Dataset content
==============================

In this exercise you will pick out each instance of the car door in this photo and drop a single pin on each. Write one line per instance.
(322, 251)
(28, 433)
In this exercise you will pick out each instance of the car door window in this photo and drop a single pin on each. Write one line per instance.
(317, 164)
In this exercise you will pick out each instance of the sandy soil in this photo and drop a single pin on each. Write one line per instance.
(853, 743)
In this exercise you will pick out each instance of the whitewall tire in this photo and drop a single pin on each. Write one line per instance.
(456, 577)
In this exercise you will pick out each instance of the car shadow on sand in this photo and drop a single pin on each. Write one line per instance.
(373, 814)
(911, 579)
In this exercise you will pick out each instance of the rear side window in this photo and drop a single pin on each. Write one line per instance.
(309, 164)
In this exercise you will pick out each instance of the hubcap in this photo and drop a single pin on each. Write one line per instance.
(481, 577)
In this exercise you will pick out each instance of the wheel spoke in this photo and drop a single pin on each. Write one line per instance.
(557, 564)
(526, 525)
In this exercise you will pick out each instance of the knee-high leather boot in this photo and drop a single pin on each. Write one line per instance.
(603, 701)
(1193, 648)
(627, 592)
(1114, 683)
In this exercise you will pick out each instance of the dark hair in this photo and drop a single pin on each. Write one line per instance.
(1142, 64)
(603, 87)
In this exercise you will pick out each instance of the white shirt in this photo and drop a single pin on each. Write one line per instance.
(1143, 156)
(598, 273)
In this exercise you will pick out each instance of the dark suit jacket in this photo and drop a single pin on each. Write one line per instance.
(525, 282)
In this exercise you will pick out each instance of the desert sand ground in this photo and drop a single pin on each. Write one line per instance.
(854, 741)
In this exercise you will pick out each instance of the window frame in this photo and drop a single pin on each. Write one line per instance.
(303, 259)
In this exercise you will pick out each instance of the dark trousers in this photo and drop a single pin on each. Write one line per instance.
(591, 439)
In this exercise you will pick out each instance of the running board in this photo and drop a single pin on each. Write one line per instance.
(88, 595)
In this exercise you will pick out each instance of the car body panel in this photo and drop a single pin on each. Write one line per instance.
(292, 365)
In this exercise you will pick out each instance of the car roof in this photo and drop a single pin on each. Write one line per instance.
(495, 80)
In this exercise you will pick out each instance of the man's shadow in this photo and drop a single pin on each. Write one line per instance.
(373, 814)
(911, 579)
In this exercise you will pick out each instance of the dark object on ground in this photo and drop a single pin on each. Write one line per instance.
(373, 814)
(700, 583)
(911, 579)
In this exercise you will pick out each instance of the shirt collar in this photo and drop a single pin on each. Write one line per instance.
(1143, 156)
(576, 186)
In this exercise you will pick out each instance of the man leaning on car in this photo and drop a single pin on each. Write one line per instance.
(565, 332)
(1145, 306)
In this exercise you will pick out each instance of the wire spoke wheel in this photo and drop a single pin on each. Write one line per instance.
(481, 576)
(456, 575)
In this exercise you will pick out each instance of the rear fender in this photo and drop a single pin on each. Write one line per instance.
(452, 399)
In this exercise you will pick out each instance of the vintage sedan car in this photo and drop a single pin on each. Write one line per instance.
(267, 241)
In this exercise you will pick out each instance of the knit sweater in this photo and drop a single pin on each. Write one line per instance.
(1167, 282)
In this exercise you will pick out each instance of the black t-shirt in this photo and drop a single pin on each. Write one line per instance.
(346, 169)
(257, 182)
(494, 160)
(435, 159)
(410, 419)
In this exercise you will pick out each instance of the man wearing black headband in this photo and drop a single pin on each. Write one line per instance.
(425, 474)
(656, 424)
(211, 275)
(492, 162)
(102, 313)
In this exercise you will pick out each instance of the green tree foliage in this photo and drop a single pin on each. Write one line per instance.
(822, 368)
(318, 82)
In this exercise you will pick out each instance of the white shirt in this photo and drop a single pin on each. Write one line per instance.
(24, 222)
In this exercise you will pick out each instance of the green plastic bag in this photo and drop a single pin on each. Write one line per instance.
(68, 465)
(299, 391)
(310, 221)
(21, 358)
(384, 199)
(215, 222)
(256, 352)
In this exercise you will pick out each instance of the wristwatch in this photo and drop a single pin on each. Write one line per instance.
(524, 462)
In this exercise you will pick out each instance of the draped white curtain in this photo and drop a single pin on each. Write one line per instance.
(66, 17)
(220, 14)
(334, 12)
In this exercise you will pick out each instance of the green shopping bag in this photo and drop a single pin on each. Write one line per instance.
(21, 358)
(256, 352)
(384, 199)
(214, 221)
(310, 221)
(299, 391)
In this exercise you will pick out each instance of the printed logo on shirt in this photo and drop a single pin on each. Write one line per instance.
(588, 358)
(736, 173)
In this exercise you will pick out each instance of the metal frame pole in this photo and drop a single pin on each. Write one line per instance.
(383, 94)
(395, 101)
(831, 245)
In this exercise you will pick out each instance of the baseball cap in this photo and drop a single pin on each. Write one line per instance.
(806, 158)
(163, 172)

==============================

What you have to do
Print every entry exactly as written.

Result for this task
In this exercise you will pick out each instance of the car door in this photo and drop a single pin on each. Write one line per instance.
(322, 251)
(28, 433)
In this exercise you will pick out each instance of the car door window in this photo and drop a single pin on each. Write one line per instance.
(317, 164)
In this exercise you will pick out each instance of the sandy soil in this photo and drop a single pin on each. Write one line per instance.
(853, 743)
In this exercise you will pick out each instance of the whitewall tire in this photo and drop a single pin on each. Write one line per instance.
(456, 577)
In this exercise you will pick out each instance of the car shadow on sand in this photo and drop a single pin on each. Write one line per instance.
(373, 814)
(911, 579)
In this exercise you will pick out each instance of the rear side window in this photo and drop a single pin on each. Write one line per instance.
(309, 164)
In this exercise you will pick out each instance of the hubcap in this photo and drop a single pin on each. Write one line per instance.
(481, 577)
In this exercise you will pick out each instance of the wheel spoke in this photo and drop a single pin on each. Write one line per instance.
(557, 564)
(526, 525)
In this exercise you will pick out each instance of the knee-high leather boot in this photo and drop a single pin on each. Write one line per instance.
(603, 701)
(1193, 648)
(627, 592)
(1114, 683)
In this exercise you will pick out each instance of the dark hair in this photo and drop a single pin on each. Write one line per instance.
(1142, 64)
(603, 87)
In this exercise you will pick out each instance of the white shirt in this photo and drop a single pin on each. Write one line per instance.
(1143, 156)
(598, 273)
In this exercise you will pick out each instance of the dark suit jacket in this photo and drop a single pin on each. Write one line per instance.
(525, 282)
In this exercise you will pick out each instance of the desert sand ground in this photo and drop a single pin on each. Write one line per instance.
(854, 741)
In this exercise you will pick out each instance of the window frame in this photo and drop a single pin on each. Write one line per instance.
(303, 259)
In this exercise you will pick out each instance of the dark trousers in this photo and drop a single pin on each. Write one line per instance.
(591, 439)
In this exercise you will pick out each instance of the running board in this photo and drop a single pin on each. Write one line per instance.
(88, 595)
In this exercise you will pick out each instance of the car body panel in this photo and drop a single pin on each. Write one line per instance.
(292, 365)
In this exercise you will pick out each instance of the car roof in this photo and drop a single pin on each. Write one line per instance.
(495, 80)
In this exercise you will pick out each instance of the man's shadow in this photo and drop a single pin on each. Write one line per instance.
(373, 814)
(911, 579)
In this exercise you will pick out each instance of the dark object on ground in this photo and drop a single pin on each. Write one line per instance.
(373, 814)
(700, 583)
(911, 579)
In this exercise you will pick out each instance of the shirt collar in this photo and drop a single pin on each. Write one line per instance.
(1143, 156)
(576, 186)
In this exercise you will pick out each instance of the man leaning on car in this photo and drop a single pin on each. Write one line per instance.
(565, 332)
(1145, 306)
In this exercise you will pick out each instance of the wire spoke wheel in this photo and drop a single pin on each. Write one line per instance.
(481, 576)
(456, 575)
In this exercise you will pick out each instance of the rear fender in this photo and drop a single pin on each. Write one line per instance.
(452, 399)
In this exercise you will pick out each instance of the vintage sedan car in this photo and drop a single pin on each. Write one line per instance.
(267, 241)
In this exercise you will pick out each instance of the knit sweater in this photo and drop a single pin on each. Write one line per instance.
(1167, 282)
In this exercise you will pick out each instance of the black t-shirt in this photo and drop a single pin on each. Write one line per instance.
(346, 169)
(257, 182)
(494, 160)
(435, 159)
(410, 419)
In this exercise you will pick out each instance of the man wearing black headband in this photo and drop a single pin on each. Write one line per instance.
(425, 474)
(656, 424)
(211, 275)
(492, 162)
(102, 313)
In this exercise you will pick out each instance of the green tree foliage in this photo and drop a single pin on each. Write one line per instance.
(822, 368)
(318, 82)
In this exercise you will pick out each instance of the white shirt in this photo and drop a single pin on each. Write one line per instance.
(24, 222)
In this exercise you will pick out each instance of the green plastic bag in this photo and drop a single pin on each. Write one line per instance.
(68, 465)
(299, 391)
(310, 221)
(21, 358)
(384, 199)
(215, 222)
(256, 352)
In this exercise you will pick out each instance of the wristwatch in this photo and drop a single pin on each. Write one line per instance.
(524, 462)
In this exercise you will pick out each instance of the draped white curtain in this photo and drop a single pin on each. Write one line per instance.
(66, 17)
(220, 14)
(334, 12)
In this exercise you will pick out each instance of the green shopping bag in this photo and drop a single pin on each. Write one line per instance.
(21, 358)
(256, 352)
(384, 199)
(214, 221)
(310, 221)
(299, 391)
In this exercise you will pick out each instance of the printed logo on shirt in this photo and drop a single pin on each. Write one line per instance.
(588, 358)
(736, 173)
In this exercise you will pick out each instance of the metal frame pole in this photo and drop a single pin on each. Write one line per instance.
(383, 94)
(395, 101)
(831, 245)
In this exercise you will pick out each instance of the baseball cap in this photo and drop a single pin on each. Write one line per instance.
(806, 158)
(163, 172)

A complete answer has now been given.